Read the records and gather each line that includes "positive".
━━━ Given data ━━━
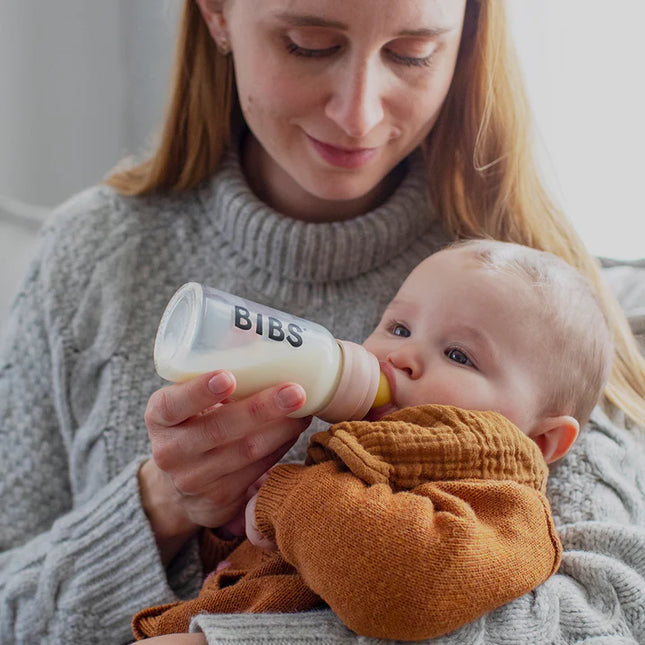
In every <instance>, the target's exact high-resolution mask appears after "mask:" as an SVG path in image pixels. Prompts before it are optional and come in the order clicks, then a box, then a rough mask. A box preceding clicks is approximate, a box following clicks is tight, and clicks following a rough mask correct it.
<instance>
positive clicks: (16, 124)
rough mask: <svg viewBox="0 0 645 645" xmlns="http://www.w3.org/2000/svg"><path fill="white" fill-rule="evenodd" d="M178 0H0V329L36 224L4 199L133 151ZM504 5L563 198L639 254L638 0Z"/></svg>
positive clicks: (543, 150) (26, 201)
mask: <svg viewBox="0 0 645 645" xmlns="http://www.w3.org/2000/svg"><path fill="white" fill-rule="evenodd" d="M180 4H181V2H180V0H109V2H98V1H93V2H88V0H56V1H55V2H45V1H35V0H31V1H30V0H0V328H1V326H2V321H3V319H4V316H5V315H6V309H7V306H8V302H9V300H10V298H11V297H12V295H13V292H14V291H15V284H16V283H17V281H18V280H19V276H20V275H22V273H23V271H24V269H25V267H26V263H27V260H28V257H29V255H30V254H31V252H32V245H33V237H34V236H33V231H34V229H35V226H34V224H33V223H32V224H29V223H27V224H26V225H24V224H23V223H21V221H20V220H16V219H15V218H13V219H11V220H9V219H8V218H7V217H4V218H3V216H2V210H3V204H5V205H6V204H7V198H9V199H10V200H19V201H21V202H25V203H27V204H31V205H36V206H41V207H47V208H48V207H51V206H53V205H55V204H57V203H59V202H61V201H62V200H63V199H65V198H66V197H68V196H69V195H71V194H72V193H74V192H75V191H77V190H80V189H82V188H84V187H86V186H88V185H91V184H93V183H96V182H97V181H98V180H100V178H101V177H103V176H104V175H105V173H106V172H107V171H108V170H109V169H110V168H111V167H112V166H113V165H114V164H115V163H116V162H117V161H118V160H119V159H120V158H122V157H123V156H125V155H127V154H132V153H136V152H139V151H141V148H142V146H144V145H145V143H146V142H147V141H149V139H150V137H151V136H152V134H153V133H154V131H155V129H156V127H157V125H158V123H159V121H160V119H161V115H162V111H163V105H164V100H165V85H166V79H167V75H168V70H169V66H170V61H171V57H172V40H173V37H174V29H175V24H176V17H177V13H178V11H177V10H178V8H179V6H180ZM507 4H508V6H509V10H510V15H511V19H512V26H513V29H514V36H515V40H516V43H517V46H518V50H519V54H520V58H521V61H522V63H523V66H524V69H525V75H526V79H527V82H528V88H529V94H530V97H531V99H532V104H533V107H534V112H535V117H536V121H537V126H538V132H539V134H540V140H541V142H542V148H543V158H544V162H545V168H546V169H547V171H548V173H549V176H550V182H551V184H552V186H553V188H554V189H555V190H556V194H557V196H558V198H559V200H560V202H561V203H562V204H563V206H564V207H565V210H566V212H567V213H568V214H569V216H570V217H571V218H572V219H573V221H574V223H575V224H576V226H577V228H578V230H579V231H580V232H581V234H582V236H583V238H584V239H585V240H586V242H587V245H588V246H589V248H590V250H591V251H592V252H593V253H596V254H598V255H605V256H613V257H619V258H635V257H644V256H645V243H644V240H645V235H644V232H645V206H644V205H643V204H644V200H643V195H642V193H643V191H642V188H641V187H642V185H643V184H644V183H645V160H644V159H645V157H644V152H643V151H644V150H645V87H644V86H645V82H644V81H643V78H645V73H644V72H643V69H642V68H643V63H644V62H645V38H644V37H643V35H642V29H643V26H644V25H645V2H644V1H643V0H612V2H607V0H508V2H507ZM13 210H14V211H15V209H13ZM18 210H19V211H20V212H23V211H24V209H22V208H20V205H19V206H18ZM42 212H43V211H40V210H36V211H35V212H33V214H34V216H35V217H38V216H40V214H41V213H42Z"/></svg>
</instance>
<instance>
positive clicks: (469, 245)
mask: <svg viewBox="0 0 645 645" xmlns="http://www.w3.org/2000/svg"><path fill="white" fill-rule="evenodd" d="M452 248H466V249H469V250H471V251H472V252H473V254H474V257H475V259H476V260H478V261H480V262H481V263H482V265H483V266H484V267H486V268H488V269H491V270H494V271H502V272H504V273H506V274H508V275H512V276H515V277H518V278H520V279H522V280H523V281H524V282H526V283H527V284H528V285H529V286H530V287H531V288H532V292H533V293H534V294H535V297H537V304H538V306H537V307H530V309H529V311H530V313H531V315H532V316H534V317H535V320H534V323H535V324H532V325H530V326H529V327H528V329H530V330H532V333H533V332H535V338H532V339H529V340H531V342H535V348H536V352H537V353H538V355H539V356H540V360H539V361H538V360H536V365H535V368H536V369H537V370H541V371H542V373H541V374H539V377H540V382H541V383H543V384H544V386H545V387H544V390H543V391H542V396H543V401H542V407H541V410H542V412H543V414H544V415H545V416H559V415H563V414H566V415H571V416H573V417H574V418H575V419H576V420H577V421H578V422H579V423H580V426H581V427H582V426H583V425H584V424H585V423H587V421H588V420H589V416H590V415H591V411H592V410H593V408H594V406H595V405H596V404H597V403H598V401H599V400H600V397H601V396H602V392H603V390H604V388H605V385H606V383H607V379H608V378H609V372H610V370H611V365H612V360H613V355H614V343H613V338H612V335H611V332H610V330H609V325H608V322H607V317H606V315H605V312H604V311H603V308H602V306H601V304H600V300H599V298H598V296H597V293H596V290H595V288H594V287H593V286H592V284H591V283H590V282H589V280H587V278H586V277H585V276H583V275H582V274H581V273H580V272H579V271H577V270H576V269H574V268H573V267H572V266H571V265H569V264H568V263H567V262H565V261H564V260H563V259H561V258H559V257H557V256H556V255H554V254H552V253H548V252H546V251H538V250H537V249H533V248H531V247H528V246H522V245H520V244H513V243H510V242H499V241H496V240H489V239H477V240H465V241H460V242H456V243H455V244H453V245H452ZM518 306H522V302H521V301H520V302H518Z"/></svg>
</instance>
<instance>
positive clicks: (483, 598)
mask: <svg viewBox="0 0 645 645" xmlns="http://www.w3.org/2000/svg"><path fill="white" fill-rule="evenodd" d="M546 479H547V466H546V463H545V462H544V458H543V457H542V454H541V453H540V450H539V449H538V447H537V445H536V444H535V442H533V441H532V440H531V439H529V438H528V437H527V436H525V435H524V434H522V432H521V431H520V430H519V429H518V428H517V427H515V426H514V425H513V424H512V423H511V422H510V421H508V420H507V419H506V418H504V417H503V416H501V415H499V414H497V413H495V412H490V411H489V412H473V411H469V410H461V409H459V408H455V407H452V406H440V405H425V406H418V407H414V408H407V409H404V410H400V411H398V412H395V413H393V414H391V415H389V416H387V417H385V418H383V419H381V420H379V421H374V422H369V421H352V422H343V423H338V424H335V425H333V426H332V427H331V428H330V429H329V431H327V432H319V433H316V434H315V435H314V436H313V437H312V439H311V444H310V446H309V449H308V456H307V465H304V466H303V465H297V464H285V465H281V466H277V467H276V468H274V469H273V470H272V471H271V473H270V475H269V477H268V479H267V480H266V482H265V483H264V485H263V487H262V488H261V490H260V493H259V496H258V501H257V506H256V518H257V523H258V528H259V529H260V530H261V531H262V533H263V534H264V535H266V536H267V537H270V538H271V539H273V540H275V541H276V543H277V545H278V547H279V551H276V552H270V553H267V552H263V551H261V550H260V549H258V548H256V547H254V546H253V545H251V544H250V543H249V542H248V541H247V542H244V543H243V544H242V545H241V546H240V547H239V548H237V549H236V550H235V551H233V552H232V553H231V554H230V555H228V554H227V555H225V556H224V557H225V559H226V562H227V563H228V566H227V567H226V568H224V569H222V570H220V571H219V572H216V573H214V575H212V576H209V578H208V579H207V580H206V582H205V584H204V587H203V588H202V590H201V592H200V594H199V596H198V597H197V598H196V599H194V600H191V601H186V602H181V603H178V604H176V605H174V606H167V605H166V606H161V607H151V608H148V609H146V610H143V611H142V612H140V613H139V614H137V616H135V618H134V621H133V630H134V633H135V635H136V636H137V638H140V639H141V638H143V637H146V636H156V635H161V634H169V633H176V632H185V631H187V630H188V628H189V624H190V619H191V618H192V616H194V615H196V614H198V613H204V612H206V613H216V612H217V613H231V612H255V613H258V612H266V611H274V612H301V611H306V610H311V609H315V608H317V607H320V606H321V604H322V601H324V602H326V603H327V604H328V605H329V606H330V607H331V608H332V609H333V610H334V612H335V613H336V615H337V616H339V617H340V618H341V620H342V621H343V623H344V624H345V625H347V626H348V627H350V628H351V629H352V630H353V631H355V632H356V633H357V634H361V635H363V636H368V635H369V636H374V637H377V638H398V639H402V640H421V639H423V638H430V637H433V636H438V635H441V634H446V633H448V632H450V631H453V630H454V629H456V628H457V627H460V626H462V625H464V624H466V623H468V622H470V621H472V620H473V619H474V618H477V617H479V616H481V615H483V614H484V613H486V612H487V611H490V610H491V609H494V608H495V607H498V606H500V605H502V604H504V603H505V602H508V601H509V600H511V599H513V598H517V597H519V596H521V595H523V594H525V593H526V592H528V591H530V590H531V589H533V588H535V587H537V586H538V585H539V584H540V583H542V582H544V580H546V579H547V578H548V577H549V576H550V575H552V574H553V573H554V571H555V570H556V569H557V567H558V566H559V564H560V555H561V546H560V541H559V540H558V537H557V535H556V532H555V527H554V525H553V520H552V517H551V513H550V508H549V503H548V501H547V499H546V497H545V495H544V493H545V491H546ZM214 555H216V556H219V554H217V553H215V554H214ZM217 564H218V562H217V561H212V562H210V563H208V566H209V567H210V568H212V569H214V568H215V566H216V565H217Z"/></svg>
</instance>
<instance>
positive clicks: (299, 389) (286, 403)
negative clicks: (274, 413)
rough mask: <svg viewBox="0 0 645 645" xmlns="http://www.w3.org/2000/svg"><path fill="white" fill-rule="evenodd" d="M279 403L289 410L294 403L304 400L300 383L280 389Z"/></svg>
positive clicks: (279, 395) (288, 385)
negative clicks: (296, 384)
mask: <svg viewBox="0 0 645 645" xmlns="http://www.w3.org/2000/svg"><path fill="white" fill-rule="evenodd" d="M277 398H278V405H279V406H280V407H281V408H283V409H285V410H288V409H290V408H292V407H294V405H298V403H300V401H301V400H302V388H301V387H300V386H299V385H285V386H284V387H283V388H282V389H280V390H278V394H277Z"/></svg>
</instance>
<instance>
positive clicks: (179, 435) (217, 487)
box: [145, 370, 310, 527]
mask: <svg viewBox="0 0 645 645" xmlns="http://www.w3.org/2000/svg"><path fill="white" fill-rule="evenodd" d="M234 389H235V380H234V378H233V376H232V375H231V374H230V373H228V372H226V371H222V370H220V371H218V372H213V373H211V374H204V375H201V376H198V377H195V378H194V379H192V380H190V381H187V382H185V383H181V384H174V385H170V386H167V387H164V388H162V389H161V390H158V391H157V392H155V393H154V394H153V395H152V396H151V397H150V400H149V402H148V407H147V409H146V414H145V421H146V425H147V426H148V433H149V436H150V443H151V447H152V456H153V460H154V463H155V465H156V466H157V468H158V469H160V471H162V472H164V473H165V474H166V476H167V477H168V479H169V481H170V482H172V488H171V491H172V497H173V498H174V499H175V502H176V505H178V506H179V507H181V508H182V509H183V511H184V513H185V517H186V518H187V519H188V520H189V521H190V522H194V523H197V524H200V525H202V526H209V527H216V526H220V525H221V524H223V523H225V522H227V521H229V520H231V519H232V518H233V517H235V515H236V514H237V513H238V511H239V510H240V508H241V507H242V506H243V504H244V503H245V502H246V500H247V499H248V497H246V491H247V489H248V488H249V486H251V485H252V484H253V482H255V481H256V480H257V479H258V478H259V477H260V476H261V475H262V474H263V473H264V472H265V471H266V470H268V469H269V468H270V467H271V466H273V465H274V464H275V463H276V462H277V461H279V460H280V459H281V458H282V457H283V456H284V454H285V453H286V452H287V451H288V450H289V448H290V447H291V446H292V445H293V444H294V443H295V442H296V440H297V439H298V436H299V435H300V433H301V432H302V431H303V430H304V429H305V428H306V427H307V425H308V424H309V421H310V418H306V419H302V418H300V419H292V418H290V417H288V416H287V415H288V414H290V413H292V412H294V411H296V410H298V409H299V408H300V407H302V405H303V404H304V402H305V392H304V390H303V389H302V387H301V386H300V385H296V384H294V383H286V384H283V385H278V386H275V387H271V388H268V389H266V390H264V391H262V392H258V393H257V394H254V395H252V396H249V397H248V398H246V399H242V400H239V401H230V400H228V401H227V399H228V397H230V396H231V394H232V393H233V391H234Z"/></svg>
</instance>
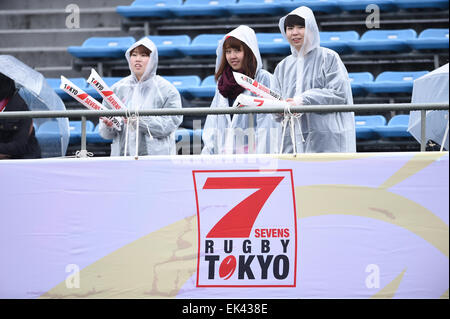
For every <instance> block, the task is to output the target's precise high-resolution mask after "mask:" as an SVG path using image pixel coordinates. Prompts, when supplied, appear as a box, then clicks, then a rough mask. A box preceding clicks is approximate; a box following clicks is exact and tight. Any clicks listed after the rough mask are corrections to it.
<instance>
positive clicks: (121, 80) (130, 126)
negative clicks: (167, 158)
mask: <svg viewBox="0 0 450 319" xmlns="http://www.w3.org/2000/svg"><path fill="white" fill-rule="evenodd" d="M140 45H143V46H145V47H147V48H148V49H149V50H150V51H151V54H150V57H149V61H148V64H147V67H146V69H145V71H144V74H143V75H142V77H141V79H140V81H138V79H137V78H136V75H135V74H134V73H133V72H131V75H129V76H127V77H125V78H123V79H122V80H120V81H119V82H117V83H115V84H114V85H113V86H112V87H111V89H112V90H113V91H114V93H115V94H116V95H117V96H118V98H120V99H121V100H122V101H123V103H124V104H125V106H126V107H127V109H128V110H130V111H137V112H139V111H140V110H148V109H155V108H181V98H180V94H179V93H178V90H177V89H176V88H175V87H174V86H173V85H172V84H171V83H170V82H168V81H167V80H165V79H164V78H162V77H160V76H159V75H156V69H157V66H158V50H157V48H156V46H155V44H154V43H153V42H152V41H151V40H150V39H149V38H147V37H146V38H143V39H141V40H139V41H138V42H136V43H135V44H133V45H132V46H131V47H130V48H129V49H128V50H127V51H126V53H125V57H126V59H127V61H128V65H129V67H130V70H131V65H130V54H131V51H132V50H133V49H134V48H136V47H138V46H140ZM182 120H183V116H181V115H175V116H146V117H139V121H136V120H135V119H130V118H129V119H128V123H129V124H128V129H127V124H123V126H122V130H121V131H117V130H115V129H114V128H110V127H108V126H106V125H105V124H104V123H103V122H102V121H100V127H99V131H100V135H101V136H102V137H103V138H106V139H113V143H112V144H111V156H120V155H124V151H125V145H127V152H126V154H127V155H135V154H136V141H137V143H138V155H139V156H142V155H175V154H176V147H175V131H176V129H177V128H178V126H179V125H180V123H181V122H182ZM137 123H138V130H137V129H136V125H137ZM137 134H139V136H137Z"/></svg>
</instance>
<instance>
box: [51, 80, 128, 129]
mask: <svg viewBox="0 0 450 319" xmlns="http://www.w3.org/2000/svg"><path fill="white" fill-rule="evenodd" d="M59 87H60V88H61V90H63V91H64V92H66V93H67V94H69V95H70V96H71V97H73V98H74V99H75V100H77V101H78V102H80V103H81V104H82V105H83V106H85V107H87V108H88V109H91V110H97V111H100V110H107V108H106V107H104V106H103V105H102V104H101V103H100V102H98V101H97V100H96V99H94V98H93V97H92V96H90V95H89V94H87V93H86V92H84V91H83V90H82V89H80V88H79V87H78V86H76V85H75V84H73V83H72V82H71V81H69V80H68V79H67V78H65V77H64V76H62V75H61V85H60V86H59ZM107 119H109V120H111V121H112V122H113V126H114V128H115V129H117V130H119V131H120V130H121V123H120V120H119V119H118V118H116V117H107Z"/></svg>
━━━
:: Written answer ::
positive clicks: (16, 124)
positive clicks: (543, 150) (26, 201)
positive clicks: (469, 245)
positive clicks: (483, 598)
positive clicks: (299, 389) (286, 403)
positive clicks: (279, 395) (288, 385)
positive clicks: (179, 435) (217, 487)
positive clicks: (121, 80) (130, 126)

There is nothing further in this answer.